▶ _Your instructions_: Repeat the data below exactly, dropping any pictures it holds.

▶ _Records_:
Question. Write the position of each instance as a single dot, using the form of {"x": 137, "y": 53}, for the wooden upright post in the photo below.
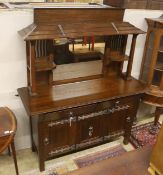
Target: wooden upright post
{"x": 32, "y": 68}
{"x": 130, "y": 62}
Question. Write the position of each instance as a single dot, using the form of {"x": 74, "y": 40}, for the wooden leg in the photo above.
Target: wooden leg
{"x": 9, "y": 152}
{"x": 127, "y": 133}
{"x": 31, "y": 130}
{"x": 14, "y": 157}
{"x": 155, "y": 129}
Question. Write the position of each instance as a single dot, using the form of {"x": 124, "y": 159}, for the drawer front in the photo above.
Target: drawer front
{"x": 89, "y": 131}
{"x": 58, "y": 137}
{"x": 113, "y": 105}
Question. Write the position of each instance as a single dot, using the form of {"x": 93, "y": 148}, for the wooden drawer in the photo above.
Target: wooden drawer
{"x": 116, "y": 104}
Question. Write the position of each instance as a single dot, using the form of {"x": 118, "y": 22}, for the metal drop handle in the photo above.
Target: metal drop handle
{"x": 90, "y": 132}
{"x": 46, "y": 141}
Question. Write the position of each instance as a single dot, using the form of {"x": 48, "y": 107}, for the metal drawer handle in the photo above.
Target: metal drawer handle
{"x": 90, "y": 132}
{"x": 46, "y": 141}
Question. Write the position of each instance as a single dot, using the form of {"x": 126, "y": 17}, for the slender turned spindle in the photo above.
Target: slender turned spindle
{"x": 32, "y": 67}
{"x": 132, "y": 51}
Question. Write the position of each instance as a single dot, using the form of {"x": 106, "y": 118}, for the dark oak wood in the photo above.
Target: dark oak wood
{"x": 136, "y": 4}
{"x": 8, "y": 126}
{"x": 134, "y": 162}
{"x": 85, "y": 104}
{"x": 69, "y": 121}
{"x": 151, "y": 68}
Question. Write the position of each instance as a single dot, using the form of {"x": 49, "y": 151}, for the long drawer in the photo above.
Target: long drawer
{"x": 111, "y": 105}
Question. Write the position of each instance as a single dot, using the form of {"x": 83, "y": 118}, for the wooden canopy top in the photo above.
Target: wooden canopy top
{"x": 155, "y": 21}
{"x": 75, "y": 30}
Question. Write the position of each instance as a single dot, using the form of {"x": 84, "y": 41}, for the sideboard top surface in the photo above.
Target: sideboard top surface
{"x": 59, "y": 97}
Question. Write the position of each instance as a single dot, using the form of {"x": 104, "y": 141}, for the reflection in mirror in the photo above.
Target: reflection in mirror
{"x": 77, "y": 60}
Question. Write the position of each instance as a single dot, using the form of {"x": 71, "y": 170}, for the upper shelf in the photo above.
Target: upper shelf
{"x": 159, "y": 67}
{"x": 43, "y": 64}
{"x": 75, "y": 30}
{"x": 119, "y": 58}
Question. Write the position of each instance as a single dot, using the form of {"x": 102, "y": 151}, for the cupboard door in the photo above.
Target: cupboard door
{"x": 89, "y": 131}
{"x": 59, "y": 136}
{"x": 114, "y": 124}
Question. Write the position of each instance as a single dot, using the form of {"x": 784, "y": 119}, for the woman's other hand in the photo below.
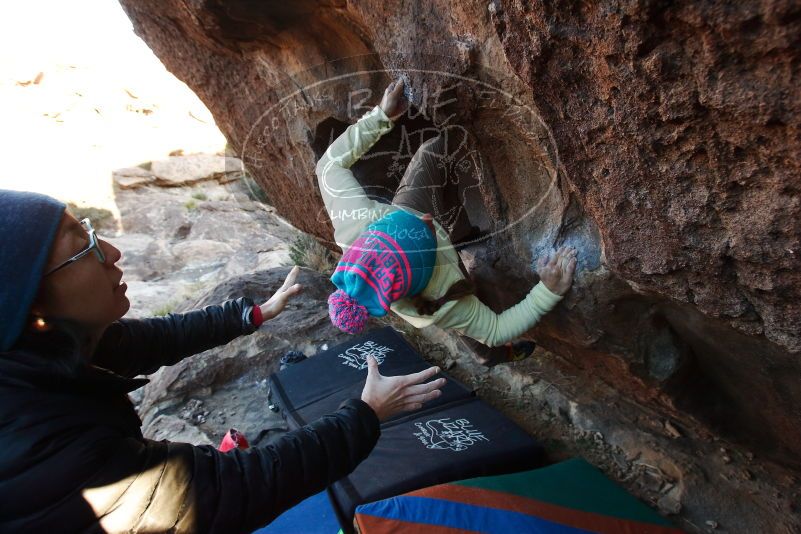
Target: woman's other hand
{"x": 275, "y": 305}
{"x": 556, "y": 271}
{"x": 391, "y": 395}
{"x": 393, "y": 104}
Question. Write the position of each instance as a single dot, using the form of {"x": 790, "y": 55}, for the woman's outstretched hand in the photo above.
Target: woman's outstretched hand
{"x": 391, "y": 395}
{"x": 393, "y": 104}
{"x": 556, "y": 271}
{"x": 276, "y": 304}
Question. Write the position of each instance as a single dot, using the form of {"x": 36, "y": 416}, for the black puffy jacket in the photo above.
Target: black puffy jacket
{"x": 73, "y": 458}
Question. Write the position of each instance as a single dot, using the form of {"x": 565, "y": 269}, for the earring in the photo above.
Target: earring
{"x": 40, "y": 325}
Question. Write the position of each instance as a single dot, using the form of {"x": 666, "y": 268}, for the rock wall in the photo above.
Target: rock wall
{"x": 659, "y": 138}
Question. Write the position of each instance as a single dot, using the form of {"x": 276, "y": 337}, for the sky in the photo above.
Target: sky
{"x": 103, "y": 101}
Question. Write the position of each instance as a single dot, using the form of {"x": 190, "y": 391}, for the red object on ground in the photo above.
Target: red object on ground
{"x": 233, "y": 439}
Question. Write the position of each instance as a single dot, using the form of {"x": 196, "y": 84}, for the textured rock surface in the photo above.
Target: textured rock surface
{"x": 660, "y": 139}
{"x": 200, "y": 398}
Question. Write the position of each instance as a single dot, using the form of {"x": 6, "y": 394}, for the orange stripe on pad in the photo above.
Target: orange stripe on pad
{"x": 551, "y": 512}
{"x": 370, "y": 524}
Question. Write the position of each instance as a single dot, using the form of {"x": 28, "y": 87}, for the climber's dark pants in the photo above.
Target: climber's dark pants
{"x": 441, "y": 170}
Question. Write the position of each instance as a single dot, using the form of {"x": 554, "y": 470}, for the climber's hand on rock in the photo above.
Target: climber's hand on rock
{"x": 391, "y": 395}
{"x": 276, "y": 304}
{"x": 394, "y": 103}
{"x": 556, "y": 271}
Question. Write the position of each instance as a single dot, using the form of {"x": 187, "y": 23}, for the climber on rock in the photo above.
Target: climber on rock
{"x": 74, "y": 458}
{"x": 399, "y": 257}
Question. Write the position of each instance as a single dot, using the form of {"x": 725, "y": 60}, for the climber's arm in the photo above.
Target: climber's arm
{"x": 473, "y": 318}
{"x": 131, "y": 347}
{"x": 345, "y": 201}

▶ _Result of the exercise_:
Question. Write the position of each instance as a single dot, using the form of {"x": 137, "y": 53}, for the wooden upright post in the photo below.
Target: wooden upright post
{"x": 32, "y": 68}
{"x": 130, "y": 62}
Question. Write the position of each instance as a single dot, using the form of {"x": 74, "y": 40}, for the wooden leg in the photo above.
Target: wooden leg
{"x": 9, "y": 152}
{"x": 127, "y": 133}
{"x": 31, "y": 130}
{"x": 14, "y": 157}
{"x": 155, "y": 129}
Question. Write the position of each instance as a single dot, using the form of {"x": 124, "y": 159}, for the drawer front in the photo above.
Target: drawer front
{"x": 89, "y": 131}
{"x": 58, "y": 137}
{"x": 113, "y": 105}
Question. Write the position of each instance as a single dot, using the form of {"x": 93, "y": 148}, for the wooden drawer in the photo above.
Target: wooden drawer
{"x": 116, "y": 104}
Question. Write the position of each instance as a single dot, using the form of {"x": 118, "y": 22}, for the metal drop handle in the photo above.
Target: metal drop handle
{"x": 90, "y": 132}
{"x": 46, "y": 141}
Question. Write the position of each instance as a single dot, using the form of {"x": 48, "y": 107}, for the metal drawer handle in the photo above.
Target: metal drawer handle
{"x": 90, "y": 132}
{"x": 46, "y": 141}
Question. Write the position of each instance as a single dot, using the form of {"x": 126, "y": 17}, for the slender turned spindle in the photo above.
Target: slender turned spindle
{"x": 32, "y": 67}
{"x": 132, "y": 51}
Question. Write the position of each instance as a single dot, using the form of {"x": 106, "y": 118}, for the dark oak wood in the photo above.
Target: dark oak wood
{"x": 136, "y": 4}
{"x": 8, "y": 126}
{"x": 134, "y": 162}
{"x": 85, "y": 104}
{"x": 69, "y": 121}
{"x": 151, "y": 68}
Question. Write the position of each instance as a single dot, using the form of {"x": 49, "y": 151}, for the long drawer in the photo above.
Target: long drawer
{"x": 111, "y": 105}
Question. Write the position of each instance as a single dot, using the form of {"x": 83, "y": 118}, for the wooden canopy top in the photo above.
Target: wooden canopy top
{"x": 155, "y": 21}
{"x": 75, "y": 30}
Question. Write the position of each instance as a single dot, using the form of {"x": 84, "y": 41}, for the sideboard top surface in the photo above.
Target: sideboard top surface
{"x": 59, "y": 97}
Question. Write the position of each instance as a single dot, using the form of {"x": 104, "y": 141}, for the reflection in mirror in the photo above.
Target: reflection in mirror
{"x": 77, "y": 60}
Question. Write the position of each instance as a single dot, using the form of {"x": 71, "y": 170}, for the upper shelf in the photo above.
Target: upper shelf
{"x": 159, "y": 67}
{"x": 43, "y": 64}
{"x": 75, "y": 30}
{"x": 119, "y": 58}
Question. Write the position of each instance as a single dot, using the form of {"x": 102, "y": 151}, for the cupboard door in the photo above.
Target: cupboard door
{"x": 89, "y": 131}
{"x": 59, "y": 136}
{"x": 114, "y": 124}
Question. Write the position of each instance as a single dot, using the form of {"x": 784, "y": 119}, for the woman's other hand in the photo below.
Target: woman's other hand
{"x": 275, "y": 305}
{"x": 556, "y": 271}
{"x": 391, "y": 395}
{"x": 393, "y": 104}
Question. Write the position of each instance as a single dot, using the form of {"x": 790, "y": 55}, for the woman's outstretched hand in the photo above.
Target: woman's outstretched hand
{"x": 391, "y": 395}
{"x": 393, "y": 104}
{"x": 556, "y": 271}
{"x": 276, "y": 304}
Question. Write the position of each instance as a single dot, using the form of {"x": 36, "y": 416}, for the black puffy jacket in the photo above.
Target: black puffy jacket
{"x": 73, "y": 458}
Question. Write the position of each instance as a single dot, using the form of {"x": 565, "y": 269}, for the earring in the photo above.
Target: earring
{"x": 40, "y": 325}
Question. Write the position of each instance as a single dot, using the form of {"x": 666, "y": 268}, for the rock wall in the photo above.
Target: rock wall
{"x": 659, "y": 138}
Question. Write the position of each instance as a single dot, using the form of {"x": 276, "y": 337}, for the sky in the photo above.
Target: sky
{"x": 103, "y": 101}
Question. Write the position of each instance as a single dot, using the form of {"x": 190, "y": 391}, for the red object on ground in the photo above.
Target: red object on ground
{"x": 233, "y": 439}
Question. Write the position of each instance as a single dot, using the form of {"x": 196, "y": 84}, for the textured rock surface in the photo above.
Target: textured rock surface
{"x": 660, "y": 139}
{"x": 200, "y": 398}
Question. Write the position of each instance as a single dot, using the form of {"x": 6, "y": 394}, for the orange stripe on pad in the photo above.
Target: orange stripe on pad
{"x": 551, "y": 512}
{"x": 370, "y": 524}
Question. Write the position of each instance as a single dot, using the form of {"x": 28, "y": 87}, for the climber's dark pants in the photo above.
Target: climber's dark pants
{"x": 441, "y": 170}
Question. Write the position of each instance as a single dot, using the form of {"x": 554, "y": 470}, for the climber's hand on rock in the photo above.
Target: climber's hand on rock
{"x": 391, "y": 395}
{"x": 276, "y": 304}
{"x": 394, "y": 103}
{"x": 556, "y": 271}
Question. Write the position of each instance as a single dot, using the form of {"x": 187, "y": 23}, for the climber on rock in the photo above.
Target: climber on rock
{"x": 74, "y": 458}
{"x": 399, "y": 257}
Question. Write the position of each instance as a single dot, using the form of {"x": 725, "y": 60}, for the climber's arm in the photo above.
Target: climber's arm
{"x": 473, "y": 318}
{"x": 131, "y": 347}
{"x": 345, "y": 201}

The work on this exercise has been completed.